INFORMATION PROVIDED: Begin
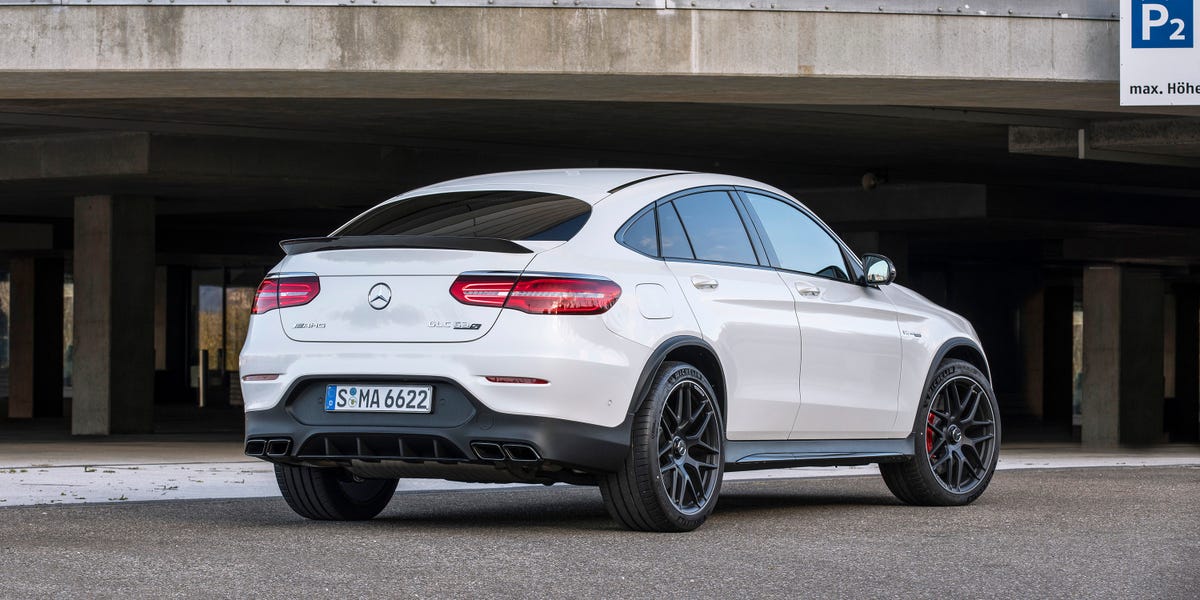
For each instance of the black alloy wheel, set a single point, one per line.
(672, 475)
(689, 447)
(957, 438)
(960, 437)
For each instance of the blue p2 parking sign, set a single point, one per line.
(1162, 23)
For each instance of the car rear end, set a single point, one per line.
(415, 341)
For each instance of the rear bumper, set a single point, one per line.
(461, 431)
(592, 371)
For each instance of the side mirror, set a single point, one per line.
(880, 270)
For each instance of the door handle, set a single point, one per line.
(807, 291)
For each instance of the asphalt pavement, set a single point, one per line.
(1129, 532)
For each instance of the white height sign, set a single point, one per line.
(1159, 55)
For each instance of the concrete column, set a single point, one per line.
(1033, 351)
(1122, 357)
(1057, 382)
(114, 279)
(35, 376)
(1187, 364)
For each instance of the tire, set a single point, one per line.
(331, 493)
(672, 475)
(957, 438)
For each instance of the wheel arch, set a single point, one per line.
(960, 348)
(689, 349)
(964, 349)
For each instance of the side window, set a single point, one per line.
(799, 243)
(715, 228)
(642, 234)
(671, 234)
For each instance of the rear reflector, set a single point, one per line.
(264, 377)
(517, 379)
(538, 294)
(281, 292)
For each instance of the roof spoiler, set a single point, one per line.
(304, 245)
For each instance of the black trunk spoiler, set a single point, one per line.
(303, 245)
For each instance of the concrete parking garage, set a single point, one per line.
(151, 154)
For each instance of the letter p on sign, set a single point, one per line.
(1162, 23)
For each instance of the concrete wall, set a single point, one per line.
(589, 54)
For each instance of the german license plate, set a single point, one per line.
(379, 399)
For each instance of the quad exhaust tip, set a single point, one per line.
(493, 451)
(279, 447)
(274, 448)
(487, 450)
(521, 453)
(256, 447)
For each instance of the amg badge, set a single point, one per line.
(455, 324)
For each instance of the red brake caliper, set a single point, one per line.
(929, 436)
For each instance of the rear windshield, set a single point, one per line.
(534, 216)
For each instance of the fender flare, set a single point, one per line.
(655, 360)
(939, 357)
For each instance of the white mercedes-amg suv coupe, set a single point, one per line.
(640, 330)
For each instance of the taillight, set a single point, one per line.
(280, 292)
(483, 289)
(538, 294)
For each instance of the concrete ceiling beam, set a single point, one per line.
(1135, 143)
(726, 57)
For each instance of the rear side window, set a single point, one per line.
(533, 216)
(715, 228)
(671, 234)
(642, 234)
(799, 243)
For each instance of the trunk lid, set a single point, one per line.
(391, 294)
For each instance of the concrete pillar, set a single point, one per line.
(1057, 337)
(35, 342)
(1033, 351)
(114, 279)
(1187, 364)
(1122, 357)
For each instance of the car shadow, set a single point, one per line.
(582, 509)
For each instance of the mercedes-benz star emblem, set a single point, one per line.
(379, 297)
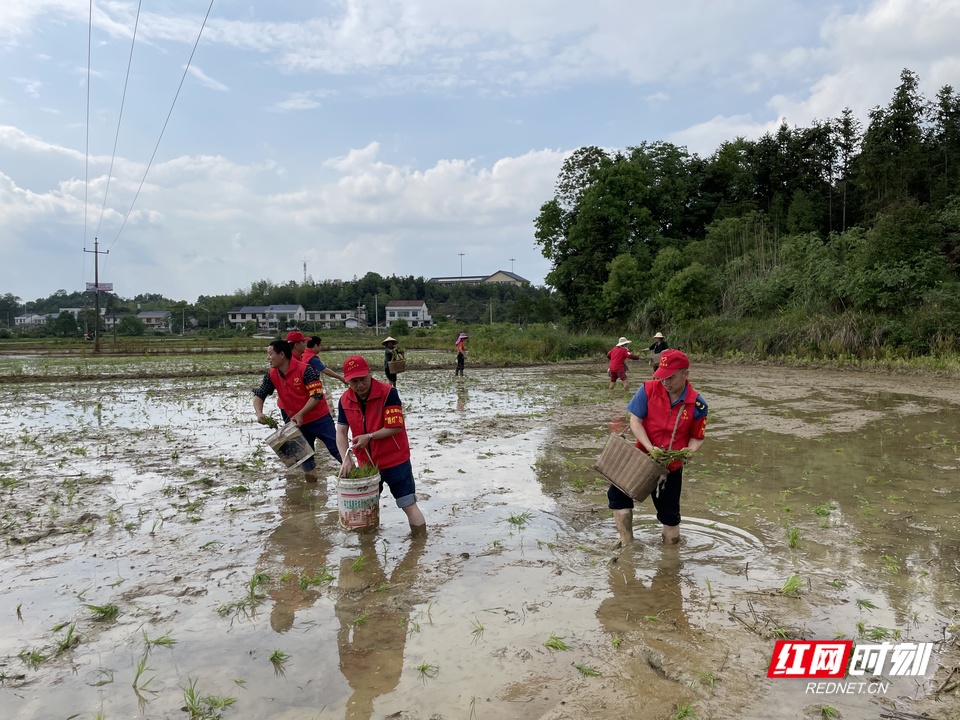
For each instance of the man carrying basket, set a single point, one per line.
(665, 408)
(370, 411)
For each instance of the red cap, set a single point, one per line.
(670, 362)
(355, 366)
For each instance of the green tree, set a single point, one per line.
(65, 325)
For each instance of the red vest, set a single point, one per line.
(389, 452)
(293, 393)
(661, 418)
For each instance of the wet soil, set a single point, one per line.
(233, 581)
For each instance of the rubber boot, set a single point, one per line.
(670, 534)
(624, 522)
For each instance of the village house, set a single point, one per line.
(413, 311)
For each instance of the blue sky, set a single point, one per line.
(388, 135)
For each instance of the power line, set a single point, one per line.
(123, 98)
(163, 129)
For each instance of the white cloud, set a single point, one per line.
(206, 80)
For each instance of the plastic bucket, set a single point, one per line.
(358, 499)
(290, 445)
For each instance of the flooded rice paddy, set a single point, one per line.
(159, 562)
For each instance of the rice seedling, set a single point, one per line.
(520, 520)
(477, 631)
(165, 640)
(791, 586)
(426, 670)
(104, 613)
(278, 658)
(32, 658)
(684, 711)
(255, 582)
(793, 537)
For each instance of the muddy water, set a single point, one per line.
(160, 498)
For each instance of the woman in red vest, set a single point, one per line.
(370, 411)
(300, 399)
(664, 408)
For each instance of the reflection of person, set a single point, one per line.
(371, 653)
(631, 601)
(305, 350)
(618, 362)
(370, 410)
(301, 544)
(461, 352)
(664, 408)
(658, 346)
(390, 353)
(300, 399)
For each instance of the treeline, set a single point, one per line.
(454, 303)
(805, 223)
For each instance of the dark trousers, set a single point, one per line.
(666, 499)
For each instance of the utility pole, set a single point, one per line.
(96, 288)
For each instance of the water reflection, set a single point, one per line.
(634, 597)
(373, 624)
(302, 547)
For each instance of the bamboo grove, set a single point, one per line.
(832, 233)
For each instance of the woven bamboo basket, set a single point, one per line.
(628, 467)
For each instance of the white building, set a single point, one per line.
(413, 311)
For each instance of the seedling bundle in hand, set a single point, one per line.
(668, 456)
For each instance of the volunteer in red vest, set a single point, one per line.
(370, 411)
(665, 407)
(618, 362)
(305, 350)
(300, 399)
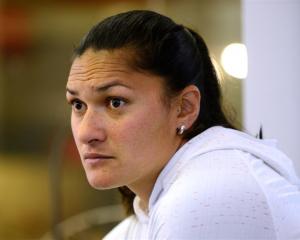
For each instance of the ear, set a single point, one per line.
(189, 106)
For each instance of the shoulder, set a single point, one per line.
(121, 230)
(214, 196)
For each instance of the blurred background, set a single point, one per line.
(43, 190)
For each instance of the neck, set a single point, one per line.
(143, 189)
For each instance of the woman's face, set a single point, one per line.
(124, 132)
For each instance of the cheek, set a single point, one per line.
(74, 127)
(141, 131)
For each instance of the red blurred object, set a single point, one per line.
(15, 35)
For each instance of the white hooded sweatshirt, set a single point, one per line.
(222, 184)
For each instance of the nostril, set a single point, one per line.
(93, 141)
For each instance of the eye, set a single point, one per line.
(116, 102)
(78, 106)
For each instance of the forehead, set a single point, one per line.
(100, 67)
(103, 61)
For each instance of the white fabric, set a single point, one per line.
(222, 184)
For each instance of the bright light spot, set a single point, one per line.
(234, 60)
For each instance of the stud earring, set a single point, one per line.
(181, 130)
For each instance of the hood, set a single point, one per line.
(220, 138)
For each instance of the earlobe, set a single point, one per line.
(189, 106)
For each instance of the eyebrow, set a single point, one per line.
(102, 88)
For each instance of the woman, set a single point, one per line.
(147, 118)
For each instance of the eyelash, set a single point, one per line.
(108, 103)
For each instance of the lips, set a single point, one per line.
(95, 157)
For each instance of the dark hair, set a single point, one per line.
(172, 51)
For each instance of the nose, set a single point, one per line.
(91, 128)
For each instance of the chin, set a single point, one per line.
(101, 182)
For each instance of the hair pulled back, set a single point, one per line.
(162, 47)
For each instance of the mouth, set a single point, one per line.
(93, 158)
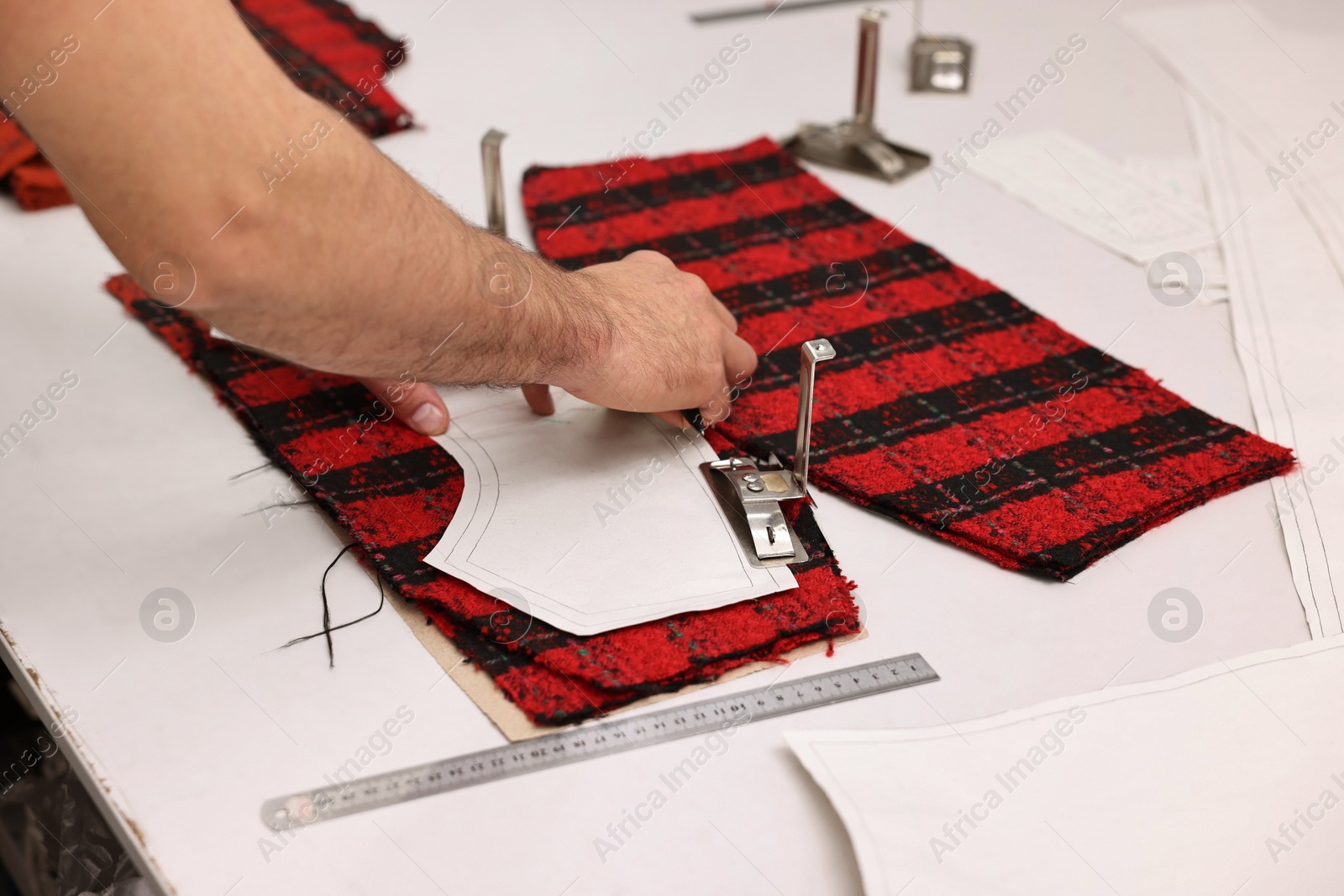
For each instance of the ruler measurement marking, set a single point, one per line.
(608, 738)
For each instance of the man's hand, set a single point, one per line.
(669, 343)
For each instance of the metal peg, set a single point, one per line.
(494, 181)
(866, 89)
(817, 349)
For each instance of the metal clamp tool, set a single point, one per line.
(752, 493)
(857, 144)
INFORMATION PROVIDED: End
### PROMPT
An exact copy of every line above is needed, without the images.

### RESPONSE TO THIS TASK
For each instance of the black alloy wheel, set a single point, one per line.
(672, 475)
(689, 447)
(957, 438)
(960, 437)
For each instance of the blue p2 parking sign, set a single point, one per line.
(1162, 23)
For each instance of the car rear end, set a single point, one per line.
(415, 341)
For each instance of the rear bumper, set a single point, one per line.
(461, 431)
(592, 371)
For each instance of the side mirror, set a single point, one per line.
(880, 270)
For each instance of the door handle, set a single point, one per line.
(807, 291)
For each instance of the asphalt pavement, set a single point, one per line.
(1129, 532)
For each instance of the white height sign, set a single point, one per line.
(1159, 55)
For each instance of the concrete column, set a single point, one per line.
(1033, 351)
(1122, 357)
(1057, 382)
(114, 279)
(35, 376)
(1187, 364)
For each instance of the tire, set a single point, one per line.
(331, 493)
(672, 475)
(957, 438)
For each instance of the wheel arch, set a single point, one per line.
(960, 348)
(689, 349)
(964, 349)
For each instance of the side window, set a single point, one per line.
(799, 243)
(715, 228)
(642, 234)
(671, 234)
For each instance of the rear reflector, set a single point, one per line.
(264, 377)
(517, 379)
(538, 294)
(281, 292)
For each instance of the roof spoiler, set a single point, one per line.
(304, 245)
For each instance of the black trunk spoiler, set a single point, one per line.
(303, 245)
For each instance of the concrete parking garage, set a single point, one per line.
(151, 154)
For each instance of the letter p on sign, set a single point, one per line.
(1162, 23)
For each instance of the concrete wall, set a single point, one per line.
(589, 54)
For each instance of the german license plate, set a single point, one per line.
(379, 399)
For each instance of the quad exhaust tip, set a single point, one per line.
(493, 451)
(279, 447)
(274, 448)
(487, 450)
(521, 453)
(256, 447)
For each instance of the amg badge, set a single point, one per line.
(455, 324)
For each instance of the red brake caliper, set a single point, one per line.
(929, 436)
For each instance of the rear windshield, set a single point, one per line.
(534, 216)
For each instance of the fender flare, set a single point, one per line.
(655, 360)
(939, 357)
For each instance of the white mercedes-amg suv coupe, set a single point, one per line.
(640, 330)
For each instance of the taillight, set a single point, one per line.
(280, 292)
(483, 289)
(538, 294)
For each instance of the concrete ceiling beam, set a single point, one per line.
(1135, 143)
(726, 57)
For each instance of the rear side window, set a single point, one per line.
(533, 216)
(715, 228)
(671, 234)
(642, 234)
(799, 243)
For each instance of the trunk lid, set a single point, one per line.
(391, 294)
For each instance of the concrete pillar, set a single point, one per line.
(1057, 337)
(35, 342)
(1033, 351)
(114, 279)
(1187, 364)
(1122, 357)
For each instance of the car shadow, set a single point, one per line.
(582, 509)
For each instance of the mercedes-benz star emblem, set a single point, one per line.
(379, 297)
For each instance of the man carrying basket, set a single point, one per line.
(665, 408)
(370, 411)
For each instance of the red cap, set a single point, one per line.
(670, 362)
(355, 366)
For each instance of the green tree, set a single point, one per line.
(65, 325)
For each instance of the red vest, set a single point, one per line.
(389, 452)
(293, 393)
(661, 418)
For each instance of the wet soil, set a single point, one per line.
(233, 581)
For each instance of the rubber boot, set a single point, one per line.
(670, 534)
(624, 522)
For each instance of the village house, set a single point, one per line.
(413, 311)
For each instance of the blue sky, set a single point, one per line.
(388, 135)
For each instance of the power line, set a single point, one per line.
(123, 98)
(163, 129)
For each instance of the white cloud, set a single point, one per line.
(206, 80)
For each instance of the plastic bucket, set a single point, one per line.
(358, 499)
(290, 445)
For each instance of the flooded rice paddy, set a single point, one per line.
(159, 562)
For each instance of the rice seedling, set a single point, one per line.
(520, 520)
(477, 631)
(165, 640)
(791, 586)
(426, 670)
(104, 613)
(278, 658)
(32, 658)
(684, 711)
(255, 582)
(793, 537)
For each instance of the muddy water, set a single point, one per line.
(160, 498)
For each instance of the woman in red vest, set a single point, one per line.
(370, 411)
(300, 399)
(664, 408)
For each instance of the reflection of person, set a single point, one per line.
(371, 653)
(631, 601)
(305, 350)
(618, 362)
(370, 410)
(301, 544)
(461, 352)
(664, 408)
(658, 346)
(390, 353)
(300, 399)
For each instance of the treeline, set a single point, one per line.
(454, 303)
(805, 223)
For each instance of the dark trousers, set a single point, one per line.
(666, 499)
For each instance of the utility pole, set a single point, one per line.
(96, 288)
For each instance of the water reflection, set a single point, one per line.
(634, 597)
(373, 624)
(302, 547)
For each instance of the bamboo grove, set a single point, one per line.
(832, 233)
For each instance of the woven bamboo basket, set a single point, one per line.
(628, 467)
For each instance of the white building, set a single point, one per line.
(413, 311)
For each instance of the seedling bundle in hand, set a single point, one per line.
(668, 456)
For each instance of the volunteer in red vest, set a single point, one per line.
(370, 411)
(665, 407)
(618, 362)
(305, 350)
(300, 399)
For each instance of the ear, set a single point, one per line.
(189, 106)
For each instance of the shoulder, set a single point, one per line.
(121, 230)
(214, 196)
For each instance of the blurred background, set a single point, one per line.
(43, 190)
For each instance of the neck, set a single point, one per line.
(143, 189)
For each instance of the woman's face, set a single point, one per line.
(124, 132)
For each instance of the cheek, set a single point, one per line.
(74, 127)
(141, 131)
For each instance of the red blurred object, set a single point, one per line.
(15, 35)
For each instance of the white hooded sweatshirt, set a single point, one per line.
(222, 184)
For each instance of the nostril, set a single point, one per line.
(93, 141)
For each instance of the eye, set a single point, one per line.
(116, 102)
(78, 106)
For each instance of the forehead, set a single point, one per line.
(100, 67)
(103, 61)
For each instance of the white fabric, set a single point, one per line.
(222, 184)
For each instance of the bright light spot, set a single point, one per line.
(234, 60)
For each instance of the stud earring, set a single point, one per line.
(181, 130)
For each instance of the hood, set a single point, one per line.
(220, 138)
For each instance of the earlobe, set a single point, one per line.
(189, 106)
For each instance of the eyebrow, set a single point, one per line.
(102, 88)
For each instance of the woman, set a single point, one per line.
(147, 118)
For each instance of the eyelash, set a single point, one per line.
(108, 103)
For each instance of the lips, set a single point, one per line.
(95, 157)
For each instance of the dark hair, set a single point, one per line.
(172, 51)
For each instance of the nose, set a single point, one per line.
(91, 128)
For each instance of the chin, set a single point, one per line.
(101, 182)
For each instance of the hair pulled back, set a single point, one per line.
(162, 47)
For each instance of the mouth, set a single point, one per line.
(93, 158)
For each instance of the ruler measurement marking, set a single point, one per line.
(608, 738)
For each instance of the man's hand, set a single point, one per line.
(669, 343)
For each instance of the metal peg, set a single point, one per line.
(494, 181)
(866, 89)
(817, 349)
For each instance of the metal clamp tool, set a single point, one per line.
(752, 493)
(857, 144)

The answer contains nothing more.